> [TASK DETAILS]
All records below are to be repeated exactly, with the pictures left out.
··· RECORDS SHOWN ···
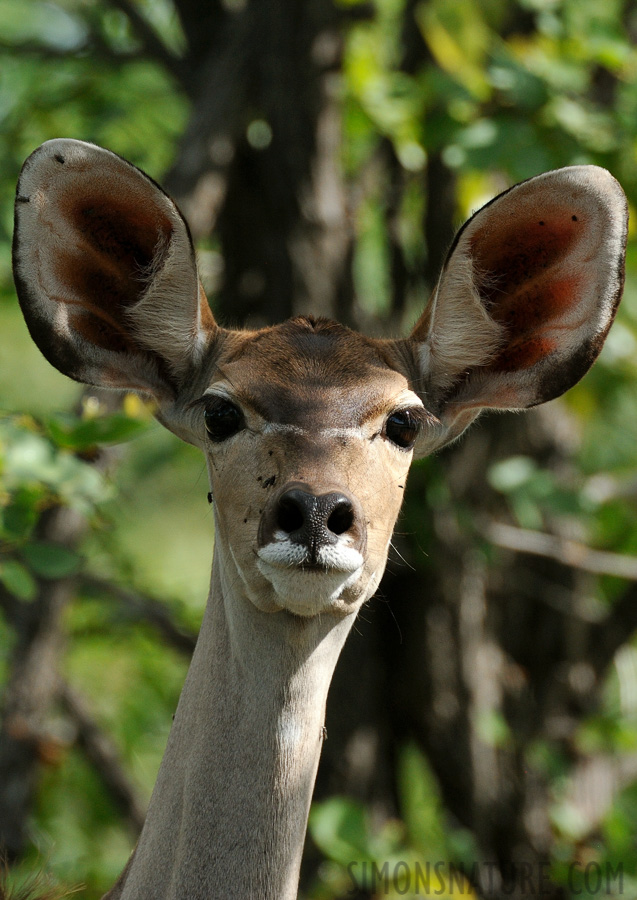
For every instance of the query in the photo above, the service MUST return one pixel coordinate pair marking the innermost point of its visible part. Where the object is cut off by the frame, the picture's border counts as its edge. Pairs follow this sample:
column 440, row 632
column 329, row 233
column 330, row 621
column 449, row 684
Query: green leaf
column 50, row 560
column 85, row 434
column 18, row 580
column 340, row 829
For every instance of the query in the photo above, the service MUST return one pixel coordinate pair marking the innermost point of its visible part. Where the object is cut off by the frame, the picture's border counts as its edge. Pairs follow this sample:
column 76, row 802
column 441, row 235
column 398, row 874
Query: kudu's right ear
column 105, row 271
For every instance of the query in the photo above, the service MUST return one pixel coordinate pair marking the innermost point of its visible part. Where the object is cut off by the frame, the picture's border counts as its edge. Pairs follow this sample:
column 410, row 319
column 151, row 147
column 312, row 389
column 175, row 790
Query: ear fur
column 525, row 299
column 105, row 271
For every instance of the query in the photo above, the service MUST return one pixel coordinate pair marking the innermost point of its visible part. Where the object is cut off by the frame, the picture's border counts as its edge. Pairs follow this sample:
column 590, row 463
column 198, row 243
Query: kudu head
column 309, row 428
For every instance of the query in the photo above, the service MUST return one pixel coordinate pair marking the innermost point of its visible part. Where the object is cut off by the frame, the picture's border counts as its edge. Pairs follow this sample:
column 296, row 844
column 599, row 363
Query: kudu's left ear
column 105, row 271
column 525, row 299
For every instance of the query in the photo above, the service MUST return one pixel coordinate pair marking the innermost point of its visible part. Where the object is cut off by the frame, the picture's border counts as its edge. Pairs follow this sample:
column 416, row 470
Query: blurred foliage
column 501, row 90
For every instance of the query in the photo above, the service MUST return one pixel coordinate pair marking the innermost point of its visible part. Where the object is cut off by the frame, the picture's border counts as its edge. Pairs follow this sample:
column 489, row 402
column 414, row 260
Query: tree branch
column 146, row 609
column 569, row 553
column 103, row 755
column 153, row 45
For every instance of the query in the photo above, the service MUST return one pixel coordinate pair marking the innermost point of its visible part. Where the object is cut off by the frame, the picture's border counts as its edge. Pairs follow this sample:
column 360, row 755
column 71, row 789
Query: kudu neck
column 229, row 811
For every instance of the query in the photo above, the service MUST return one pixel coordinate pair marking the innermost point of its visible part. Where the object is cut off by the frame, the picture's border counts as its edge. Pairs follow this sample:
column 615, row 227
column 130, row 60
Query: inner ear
column 110, row 264
column 514, row 275
column 106, row 271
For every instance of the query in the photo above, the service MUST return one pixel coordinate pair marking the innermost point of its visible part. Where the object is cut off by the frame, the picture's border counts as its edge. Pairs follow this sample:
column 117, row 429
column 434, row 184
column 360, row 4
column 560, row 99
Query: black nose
column 310, row 519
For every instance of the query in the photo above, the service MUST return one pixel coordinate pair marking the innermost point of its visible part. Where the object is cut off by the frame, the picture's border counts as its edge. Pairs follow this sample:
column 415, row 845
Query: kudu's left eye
···
> [EXERCISE RESULT]
For every instance of the query in the photo above, the service MUST return one pixel coordinate pair marking the innermost point of its visible part. Where the object is cut off by the frame, the picture's border counts as its edge. Pairs follow this sample:
column 440, row 632
column 329, row 233
column 330, row 621
column 449, row 684
Query: green leaf
column 50, row 560
column 85, row 434
column 18, row 580
column 340, row 829
For every instance of the query in the photo above, the service MUST return one pixel coordinate pair marking the innermost point of its visible part. Where the object is cut off by the frame, the picture's border counts as its edge. Pairs follow this sample:
column 76, row 802
column 441, row 235
column 398, row 874
Query: kudu's right ear
column 105, row 271
For every instance of the query in the photo above, the service MUST return one pixel coordinate pair marking the innermost point of its visible part. Where the object is cut off by the frame, the picture's border counts as its edge. Pairs follow this sample:
column 410, row 319
column 151, row 147
column 312, row 389
column 175, row 790
Query: ear fur
column 525, row 299
column 105, row 271
For every instance of the query in the photo above, the service MUST return one pixel coordinate pair marking the innermost point of its visible part. Where the object is cut off by the frame, the picture's border counts as its edge. Pairs follow this sample:
column 590, row 463
column 198, row 243
Query: kudu head
column 309, row 428
For every instance of the query in the photo above, the service MUST return one pixel coordinate pair marking the innermost point of its visible part. Where the object is cut off by the frame, the picture's border counts as its edge. Pairs follow this sample:
column 296, row 844
column 599, row 363
Query: kudu's left ear
column 105, row 271
column 525, row 299
For every instance of the query in the photo above, the service MUST return one pixel coordinate pair marking the innermost point of its visible part. Where the object is cut off by the frame, the picture's border counts as its edge. Pairs follow this sample:
column 416, row 470
Query: blurred foliage
column 501, row 90
For every instance of the query in the photo above, the service MUST return one pixel coordinate pair marking the innermost point of its visible part. Where the object is cut off by the frame, the picture's border counts as its edge. Pairs follow this sample:
column 489, row 402
column 414, row 260
Query: tree branch
column 146, row 609
column 569, row 553
column 103, row 755
column 153, row 45
For every instance of the query in the photo above, the service MUST return one pixel coordinate pair marking the innermost point of its visible part. Where the object is cut off by the frame, the picture's border counts as its edge. Pairs follow this sample:
column 360, row 755
column 71, row 789
Query: kudu neck
column 229, row 811
For every instance of the query in the photo above, the service MUST return one pixel coordinate pair marking the innermost point of its visible part. Where the object is cut off by the frame, the picture's border counts as its edge. Pairs follow this sample:
column 615, row 227
column 130, row 60
Query: inner ear
column 110, row 264
column 514, row 275
column 106, row 271
For every instance of the query in the photo above, the service MUST return one pixel coordinate pair marking the innermost point of its visible part. Where the object is cut off by the frame, the picture's border counts as its edge. Pairs follow this sample:
column 117, row 429
column 434, row 184
column 360, row 4
column 560, row 99
Query: black nose
column 310, row 519
For every instance of the query in the photo above, the service MUST return one pixel coordinate pair marking the innermost point of its visible part. Where the object is cut off by the frame, the picture's border counts as its edge. Pairs follow this sample:
column 415, row 845
Query: kudu's left eye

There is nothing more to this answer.